Stored data:
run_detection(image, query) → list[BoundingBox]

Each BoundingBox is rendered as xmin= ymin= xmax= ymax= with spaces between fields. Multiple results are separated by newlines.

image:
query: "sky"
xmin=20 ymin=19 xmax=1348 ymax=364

Written exercise:
Return each record above verbatim, line for line.

Task result:
run_detection(image, query) → list[BoundingBox]

Each BoundingBox is rendered as xmin= ymin= xmax= ymax= with spaces between fields. Multiple results are separated by newlines.

image:
query: "sky"
xmin=20 ymin=19 xmax=1348 ymax=364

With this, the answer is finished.